Data provided:
-------
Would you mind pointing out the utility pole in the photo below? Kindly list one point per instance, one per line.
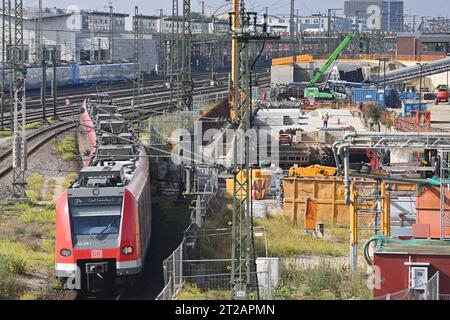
(41, 58)
(162, 46)
(186, 59)
(138, 52)
(111, 33)
(92, 30)
(292, 31)
(243, 255)
(44, 90)
(6, 46)
(55, 85)
(19, 149)
(38, 40)
(174, 77)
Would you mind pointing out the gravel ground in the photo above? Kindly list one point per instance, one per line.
(46, 162)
-------
Problem to work on:
Copy every row above word for word, keeping each line in its original order, and leave the pictures out.

Answer to the task:
Would you mind pointing out the utility pole in the photo below? Kindly list one point per instance, one per line.
(41, 58)
(162, 46)
(186, 59)
(138, 52)
(111, 33)
(92, 30)
(292, 31)
(243, 255)
(44, 90)
(6, 46)
(55, 85)
(19, 149)
(38, 40)
(174, 77)
Would you mind pointing out the gravel ground in the photo above? Kindly list one point per instance, one per line.
(46, 162)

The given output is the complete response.